In the court memorandum, rewrite the paragraph beginning "The BIA's decision relied" more briefly, keeping its main facts.

## Study text
== Segment start ==

Chinaryan v. Gonzales

MEMORANDUM **

Azatuhi Chinaryan petitions for review of the Board of Immigration Appeals’ (“BIA”) order, which affirmed the Immigration Judge’s (“IJ”) decision denying Chinaryan’s application for asylum, withholding of removal and relief under the Convention Against Torture (“CAT”). We have jurisdiction under 8 U.S.C. § 1252, and we deny the petition.

The BIA’s decision relied on the IJ’s reasoning and reviewed the IJ’s factual findings for clear error. See 8 C.F.R. § 1003.1(d)(3). We look to the IJ’s decision “as a guide to what lay behind the BIA’s conclusion,” Kozulin v. INS, 218 F.3d 1112, 1115 (9th Cir.2000), and review the IJ’s findings for substantial evidence, Lata v. INS, 204 F.3d 1241, 1245 (9th Cir.2000). We will grant the petition for review only if the evidence compels a contrary conclusion. See Zehatye v. Gonzales, 453 F.3d 1182, 1185 (9th Cir.2006).

== Segment end ==

Records in a dataset:

== Segment start ==

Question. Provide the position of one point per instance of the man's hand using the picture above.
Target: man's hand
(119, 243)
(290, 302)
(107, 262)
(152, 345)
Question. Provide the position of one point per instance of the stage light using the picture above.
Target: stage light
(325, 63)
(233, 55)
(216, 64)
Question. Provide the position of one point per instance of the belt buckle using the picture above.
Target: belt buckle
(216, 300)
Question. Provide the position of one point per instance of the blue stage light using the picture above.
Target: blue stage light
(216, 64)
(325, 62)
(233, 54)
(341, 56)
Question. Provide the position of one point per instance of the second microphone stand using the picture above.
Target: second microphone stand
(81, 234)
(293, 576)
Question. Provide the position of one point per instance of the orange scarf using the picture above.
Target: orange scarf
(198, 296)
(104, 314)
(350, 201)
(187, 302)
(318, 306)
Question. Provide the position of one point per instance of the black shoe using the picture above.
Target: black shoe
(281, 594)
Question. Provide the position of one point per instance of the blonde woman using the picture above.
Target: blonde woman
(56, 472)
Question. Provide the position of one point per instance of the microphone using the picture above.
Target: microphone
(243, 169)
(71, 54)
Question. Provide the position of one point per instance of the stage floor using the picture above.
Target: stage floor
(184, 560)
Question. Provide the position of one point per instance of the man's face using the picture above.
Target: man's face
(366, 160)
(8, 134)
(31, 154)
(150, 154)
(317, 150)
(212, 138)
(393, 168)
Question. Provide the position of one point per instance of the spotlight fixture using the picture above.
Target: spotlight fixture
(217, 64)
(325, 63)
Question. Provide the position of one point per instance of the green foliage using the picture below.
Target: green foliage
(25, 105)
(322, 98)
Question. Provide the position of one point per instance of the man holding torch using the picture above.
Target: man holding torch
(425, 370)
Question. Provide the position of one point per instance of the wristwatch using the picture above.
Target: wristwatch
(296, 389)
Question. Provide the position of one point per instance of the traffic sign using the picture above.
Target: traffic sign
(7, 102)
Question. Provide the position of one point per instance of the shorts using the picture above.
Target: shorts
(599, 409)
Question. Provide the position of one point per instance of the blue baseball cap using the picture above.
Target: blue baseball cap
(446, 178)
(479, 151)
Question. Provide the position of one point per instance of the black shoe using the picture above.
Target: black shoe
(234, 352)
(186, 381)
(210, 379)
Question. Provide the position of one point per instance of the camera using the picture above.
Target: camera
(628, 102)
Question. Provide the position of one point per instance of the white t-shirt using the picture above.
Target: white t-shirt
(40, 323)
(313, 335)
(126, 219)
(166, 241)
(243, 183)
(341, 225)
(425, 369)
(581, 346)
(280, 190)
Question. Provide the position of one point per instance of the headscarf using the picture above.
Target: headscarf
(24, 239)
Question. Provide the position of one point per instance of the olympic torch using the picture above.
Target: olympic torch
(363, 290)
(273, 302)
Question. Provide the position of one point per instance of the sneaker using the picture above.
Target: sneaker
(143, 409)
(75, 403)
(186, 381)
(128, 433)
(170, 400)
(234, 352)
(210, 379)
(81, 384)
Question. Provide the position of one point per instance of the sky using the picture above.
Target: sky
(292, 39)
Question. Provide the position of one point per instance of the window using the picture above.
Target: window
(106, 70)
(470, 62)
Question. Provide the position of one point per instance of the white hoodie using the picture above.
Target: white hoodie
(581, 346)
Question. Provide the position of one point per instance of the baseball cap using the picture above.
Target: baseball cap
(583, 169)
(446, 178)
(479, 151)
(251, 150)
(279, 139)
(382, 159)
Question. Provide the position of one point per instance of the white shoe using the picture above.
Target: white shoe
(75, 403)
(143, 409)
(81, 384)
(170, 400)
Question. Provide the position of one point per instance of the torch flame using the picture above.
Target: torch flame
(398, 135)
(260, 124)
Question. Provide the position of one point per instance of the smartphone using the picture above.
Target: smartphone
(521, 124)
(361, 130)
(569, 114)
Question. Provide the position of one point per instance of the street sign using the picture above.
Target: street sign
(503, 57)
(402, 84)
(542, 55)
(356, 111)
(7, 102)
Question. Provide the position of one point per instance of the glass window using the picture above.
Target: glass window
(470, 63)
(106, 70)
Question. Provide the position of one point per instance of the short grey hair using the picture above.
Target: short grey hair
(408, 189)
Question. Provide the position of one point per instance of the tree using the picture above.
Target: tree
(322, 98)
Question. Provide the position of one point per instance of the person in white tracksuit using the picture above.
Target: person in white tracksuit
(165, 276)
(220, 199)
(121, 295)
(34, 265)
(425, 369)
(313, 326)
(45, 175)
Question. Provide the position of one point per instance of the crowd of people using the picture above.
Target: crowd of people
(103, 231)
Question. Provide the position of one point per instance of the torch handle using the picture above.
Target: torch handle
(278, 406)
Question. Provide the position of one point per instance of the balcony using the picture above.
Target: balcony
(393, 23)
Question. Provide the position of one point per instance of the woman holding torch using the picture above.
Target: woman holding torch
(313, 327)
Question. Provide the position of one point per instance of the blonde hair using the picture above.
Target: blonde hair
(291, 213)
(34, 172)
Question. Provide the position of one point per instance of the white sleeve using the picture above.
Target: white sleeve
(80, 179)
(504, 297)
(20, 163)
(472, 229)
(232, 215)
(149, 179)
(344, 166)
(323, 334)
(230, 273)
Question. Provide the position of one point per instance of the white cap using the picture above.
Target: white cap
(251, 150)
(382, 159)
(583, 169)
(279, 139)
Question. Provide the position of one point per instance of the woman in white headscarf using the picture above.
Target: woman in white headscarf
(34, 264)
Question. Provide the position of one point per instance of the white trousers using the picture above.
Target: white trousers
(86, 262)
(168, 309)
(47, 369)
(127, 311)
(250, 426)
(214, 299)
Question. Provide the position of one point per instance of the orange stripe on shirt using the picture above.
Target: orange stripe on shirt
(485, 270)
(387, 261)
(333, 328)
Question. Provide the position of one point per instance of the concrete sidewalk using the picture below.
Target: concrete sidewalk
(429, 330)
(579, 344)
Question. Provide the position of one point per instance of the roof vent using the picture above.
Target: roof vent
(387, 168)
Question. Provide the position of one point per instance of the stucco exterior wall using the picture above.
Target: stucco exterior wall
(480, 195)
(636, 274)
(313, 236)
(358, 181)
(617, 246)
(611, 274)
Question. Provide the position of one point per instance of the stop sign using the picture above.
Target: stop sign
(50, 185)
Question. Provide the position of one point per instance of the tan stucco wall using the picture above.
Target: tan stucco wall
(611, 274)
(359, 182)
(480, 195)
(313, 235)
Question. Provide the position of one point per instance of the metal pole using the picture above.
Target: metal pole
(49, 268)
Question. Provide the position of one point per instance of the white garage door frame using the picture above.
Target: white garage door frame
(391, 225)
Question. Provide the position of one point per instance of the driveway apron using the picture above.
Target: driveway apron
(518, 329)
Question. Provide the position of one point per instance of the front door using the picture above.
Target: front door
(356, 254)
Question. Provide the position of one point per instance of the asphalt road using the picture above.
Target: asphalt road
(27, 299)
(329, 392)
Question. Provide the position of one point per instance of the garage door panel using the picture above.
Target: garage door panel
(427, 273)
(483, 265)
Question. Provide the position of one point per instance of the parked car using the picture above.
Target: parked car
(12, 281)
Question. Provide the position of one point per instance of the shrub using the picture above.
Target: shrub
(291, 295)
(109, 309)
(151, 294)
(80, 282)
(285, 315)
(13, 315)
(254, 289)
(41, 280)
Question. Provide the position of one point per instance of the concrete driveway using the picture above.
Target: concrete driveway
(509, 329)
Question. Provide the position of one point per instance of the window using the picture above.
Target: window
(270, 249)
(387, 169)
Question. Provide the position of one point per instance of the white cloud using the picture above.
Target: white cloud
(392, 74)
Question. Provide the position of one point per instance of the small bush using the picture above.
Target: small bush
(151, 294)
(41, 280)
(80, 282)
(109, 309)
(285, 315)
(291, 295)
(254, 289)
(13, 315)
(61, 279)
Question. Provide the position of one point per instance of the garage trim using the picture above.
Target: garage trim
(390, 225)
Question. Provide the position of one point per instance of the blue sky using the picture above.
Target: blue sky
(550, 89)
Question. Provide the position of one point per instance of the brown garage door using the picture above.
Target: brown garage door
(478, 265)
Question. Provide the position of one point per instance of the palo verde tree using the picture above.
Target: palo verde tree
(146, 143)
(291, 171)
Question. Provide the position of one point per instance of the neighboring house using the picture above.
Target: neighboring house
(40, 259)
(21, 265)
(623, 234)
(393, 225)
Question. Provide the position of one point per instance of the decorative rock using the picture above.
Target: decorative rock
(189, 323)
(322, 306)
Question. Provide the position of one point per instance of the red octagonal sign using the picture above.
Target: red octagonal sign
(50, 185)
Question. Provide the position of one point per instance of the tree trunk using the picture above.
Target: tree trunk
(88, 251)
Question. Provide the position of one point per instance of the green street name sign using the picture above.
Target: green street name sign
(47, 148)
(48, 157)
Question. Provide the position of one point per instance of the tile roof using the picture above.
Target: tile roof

== Segment end ==

## Response for this exercise
The BIA adopted the IJ's reasoning and reviewed the IJ's factual findings for clear error (8 C.F.R. § 1003.1(d)(3)). The court uses the IJ's decision as a guide to the BIA's conclusion (Kozulin v. INS) and reviews the IJ's findings for substantial evidence (Lata v. INS). It will grant the petition only if the evidence compels a contrary conclusion (Zehatye v. Gonzales).